Starting with the line containing "row: brick wall" and going on through the line containing "156], [156, 163]]", write out all of those lines of the material below again, requests included, with 86 added to every coordinate in the answers.

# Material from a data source
--------------------
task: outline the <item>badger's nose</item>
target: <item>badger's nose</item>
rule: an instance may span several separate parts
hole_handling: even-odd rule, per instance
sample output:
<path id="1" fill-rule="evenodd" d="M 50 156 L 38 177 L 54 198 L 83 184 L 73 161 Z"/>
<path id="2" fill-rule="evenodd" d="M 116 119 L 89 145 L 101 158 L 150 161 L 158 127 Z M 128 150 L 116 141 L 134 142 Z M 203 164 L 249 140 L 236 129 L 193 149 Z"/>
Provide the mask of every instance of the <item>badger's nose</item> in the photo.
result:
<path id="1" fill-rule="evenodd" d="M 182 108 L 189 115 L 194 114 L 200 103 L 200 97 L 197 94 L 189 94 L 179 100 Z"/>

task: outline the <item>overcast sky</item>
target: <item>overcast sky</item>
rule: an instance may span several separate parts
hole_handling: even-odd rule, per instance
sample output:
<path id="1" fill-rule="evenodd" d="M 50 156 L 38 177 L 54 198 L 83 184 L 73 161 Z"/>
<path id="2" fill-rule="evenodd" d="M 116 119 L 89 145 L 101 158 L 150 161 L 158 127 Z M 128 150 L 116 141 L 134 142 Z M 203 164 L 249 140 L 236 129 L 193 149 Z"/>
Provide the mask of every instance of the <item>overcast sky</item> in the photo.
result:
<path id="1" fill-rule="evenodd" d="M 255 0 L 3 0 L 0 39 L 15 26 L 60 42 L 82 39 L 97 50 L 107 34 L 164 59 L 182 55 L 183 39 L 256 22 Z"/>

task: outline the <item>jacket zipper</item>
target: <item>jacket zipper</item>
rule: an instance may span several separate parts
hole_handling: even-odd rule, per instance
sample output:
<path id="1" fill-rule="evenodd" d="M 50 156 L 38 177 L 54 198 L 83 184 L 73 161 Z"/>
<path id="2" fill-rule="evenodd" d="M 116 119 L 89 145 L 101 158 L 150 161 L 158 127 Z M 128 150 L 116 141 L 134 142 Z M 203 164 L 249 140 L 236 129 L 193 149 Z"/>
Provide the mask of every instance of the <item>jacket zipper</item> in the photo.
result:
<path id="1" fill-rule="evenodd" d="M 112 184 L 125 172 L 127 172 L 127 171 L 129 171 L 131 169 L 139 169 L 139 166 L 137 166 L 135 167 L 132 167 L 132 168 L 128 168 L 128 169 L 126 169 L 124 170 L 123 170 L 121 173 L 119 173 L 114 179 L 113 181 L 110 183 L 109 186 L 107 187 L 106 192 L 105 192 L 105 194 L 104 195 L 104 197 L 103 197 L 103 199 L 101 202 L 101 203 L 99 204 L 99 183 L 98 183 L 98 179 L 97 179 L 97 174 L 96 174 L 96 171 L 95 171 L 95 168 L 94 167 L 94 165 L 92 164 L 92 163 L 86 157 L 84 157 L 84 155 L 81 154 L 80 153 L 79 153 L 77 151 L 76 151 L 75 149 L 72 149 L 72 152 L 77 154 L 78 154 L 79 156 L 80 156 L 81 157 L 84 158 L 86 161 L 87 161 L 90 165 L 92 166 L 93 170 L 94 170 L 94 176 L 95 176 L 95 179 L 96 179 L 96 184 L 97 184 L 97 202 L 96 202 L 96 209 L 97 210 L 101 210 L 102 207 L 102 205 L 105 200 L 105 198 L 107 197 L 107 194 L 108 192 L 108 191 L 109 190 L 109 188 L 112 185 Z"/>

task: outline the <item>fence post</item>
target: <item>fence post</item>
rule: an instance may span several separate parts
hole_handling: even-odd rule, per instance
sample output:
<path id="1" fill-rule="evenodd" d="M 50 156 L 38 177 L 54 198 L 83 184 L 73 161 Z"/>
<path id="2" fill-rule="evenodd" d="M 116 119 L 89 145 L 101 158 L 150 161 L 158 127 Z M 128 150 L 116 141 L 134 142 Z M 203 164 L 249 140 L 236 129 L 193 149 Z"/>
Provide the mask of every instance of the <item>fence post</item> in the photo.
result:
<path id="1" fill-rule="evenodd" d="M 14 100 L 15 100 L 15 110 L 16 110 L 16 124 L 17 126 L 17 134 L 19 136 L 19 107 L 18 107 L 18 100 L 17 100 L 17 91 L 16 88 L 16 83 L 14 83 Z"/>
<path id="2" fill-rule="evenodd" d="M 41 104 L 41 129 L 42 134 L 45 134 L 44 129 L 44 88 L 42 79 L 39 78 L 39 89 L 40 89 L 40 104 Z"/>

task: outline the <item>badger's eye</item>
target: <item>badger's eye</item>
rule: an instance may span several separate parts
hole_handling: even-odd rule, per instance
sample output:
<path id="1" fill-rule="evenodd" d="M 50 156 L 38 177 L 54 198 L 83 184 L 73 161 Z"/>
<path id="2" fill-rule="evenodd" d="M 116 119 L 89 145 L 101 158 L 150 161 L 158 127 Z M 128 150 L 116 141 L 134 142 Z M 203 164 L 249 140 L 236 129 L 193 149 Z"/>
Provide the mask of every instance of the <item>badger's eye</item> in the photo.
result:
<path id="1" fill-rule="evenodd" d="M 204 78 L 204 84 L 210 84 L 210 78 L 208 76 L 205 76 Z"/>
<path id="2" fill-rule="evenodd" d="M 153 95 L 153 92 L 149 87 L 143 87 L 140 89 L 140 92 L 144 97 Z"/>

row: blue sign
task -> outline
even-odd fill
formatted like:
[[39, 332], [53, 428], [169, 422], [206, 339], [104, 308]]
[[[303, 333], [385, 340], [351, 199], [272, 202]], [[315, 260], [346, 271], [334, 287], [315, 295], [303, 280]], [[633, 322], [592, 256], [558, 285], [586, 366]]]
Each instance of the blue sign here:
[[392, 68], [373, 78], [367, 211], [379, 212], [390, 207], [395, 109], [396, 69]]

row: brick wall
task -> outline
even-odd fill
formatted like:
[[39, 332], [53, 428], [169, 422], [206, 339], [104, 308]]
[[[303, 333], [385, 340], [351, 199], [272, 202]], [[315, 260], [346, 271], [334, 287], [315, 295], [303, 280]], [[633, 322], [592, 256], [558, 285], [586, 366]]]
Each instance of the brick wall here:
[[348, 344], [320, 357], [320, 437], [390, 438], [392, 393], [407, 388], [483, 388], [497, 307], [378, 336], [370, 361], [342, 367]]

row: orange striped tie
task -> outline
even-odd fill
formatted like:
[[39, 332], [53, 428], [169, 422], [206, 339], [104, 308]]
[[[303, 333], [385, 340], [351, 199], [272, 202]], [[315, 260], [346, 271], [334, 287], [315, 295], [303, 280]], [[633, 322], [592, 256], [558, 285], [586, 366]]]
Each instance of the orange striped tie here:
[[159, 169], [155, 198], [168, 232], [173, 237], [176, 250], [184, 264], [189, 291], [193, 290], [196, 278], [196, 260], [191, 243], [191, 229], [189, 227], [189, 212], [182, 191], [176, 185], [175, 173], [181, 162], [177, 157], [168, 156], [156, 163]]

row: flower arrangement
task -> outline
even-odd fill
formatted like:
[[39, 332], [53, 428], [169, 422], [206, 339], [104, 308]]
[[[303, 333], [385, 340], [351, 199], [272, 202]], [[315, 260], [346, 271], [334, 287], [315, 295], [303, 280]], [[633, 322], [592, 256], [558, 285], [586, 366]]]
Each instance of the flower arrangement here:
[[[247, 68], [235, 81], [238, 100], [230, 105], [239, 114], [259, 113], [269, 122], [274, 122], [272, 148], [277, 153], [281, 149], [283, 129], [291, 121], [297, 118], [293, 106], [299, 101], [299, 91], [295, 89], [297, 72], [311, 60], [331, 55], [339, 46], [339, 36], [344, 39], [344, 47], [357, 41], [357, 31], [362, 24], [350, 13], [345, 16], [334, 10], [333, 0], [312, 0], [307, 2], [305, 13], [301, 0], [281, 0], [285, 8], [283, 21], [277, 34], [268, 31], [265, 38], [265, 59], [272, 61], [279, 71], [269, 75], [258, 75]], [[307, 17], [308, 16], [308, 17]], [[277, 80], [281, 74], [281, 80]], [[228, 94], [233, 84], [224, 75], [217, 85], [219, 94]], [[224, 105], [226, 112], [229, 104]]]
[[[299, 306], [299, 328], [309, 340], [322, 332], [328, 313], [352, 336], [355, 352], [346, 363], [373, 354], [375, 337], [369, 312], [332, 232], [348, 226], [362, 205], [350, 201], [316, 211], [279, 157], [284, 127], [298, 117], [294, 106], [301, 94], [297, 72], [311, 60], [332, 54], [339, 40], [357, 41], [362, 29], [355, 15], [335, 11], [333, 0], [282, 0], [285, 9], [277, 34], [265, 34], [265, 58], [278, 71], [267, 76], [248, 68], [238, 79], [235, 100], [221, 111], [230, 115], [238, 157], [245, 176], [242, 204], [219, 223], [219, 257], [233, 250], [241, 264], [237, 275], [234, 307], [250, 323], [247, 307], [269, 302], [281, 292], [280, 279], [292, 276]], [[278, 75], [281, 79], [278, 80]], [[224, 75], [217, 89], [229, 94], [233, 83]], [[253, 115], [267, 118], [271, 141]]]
--------------------
# Task solution
row: brick wall
task -> outline
even-odd fill
formatted like:
[[39, 332], [53, 428], [169, 422], [206, 339], [104, 308]]
[[[303, 333], [385, 340], [351, 199], [272, 202]], [[315, 260], [346, 271], [334, 287], [315, 295], [303, 280]], [[633, 322], [592, 256], [558, 285], [586, 366]]]
Each instance of the brick wall here:
[[434, 430], [406, 443], [406, 523], [476, 524], [478, 479], [493, 474], [569, 474], [583, 393], [464, 422], [456, 447], [428, 453]]

row: orange striped tie
task -> outline
even-odd fill
formatted like:
[[39, 332], [53, 428], [169, 422], [206, 339], [104, 308]]
[[[303, 333], [385, 340], [351, 199], [272, 202]], [[315, 260], [346, 271], [334, 287], [315, 295], [303, 280]], [[633, 322], [592, 256], [558, 285], [586, 366]]]
Each instance of the orange striped tie here:
[[245, 255], [241, 284], [254, 318], [259, 323], [262, 336], [270, 350], [275, 377], [279, 376], [282, 364], [282, 346], [277, 329], [277, 315], [275, 313], [275, 298], [268, 277], [262, 271], [261, 259], [267, 248], [263, 243], [254, 242], [242, 249]]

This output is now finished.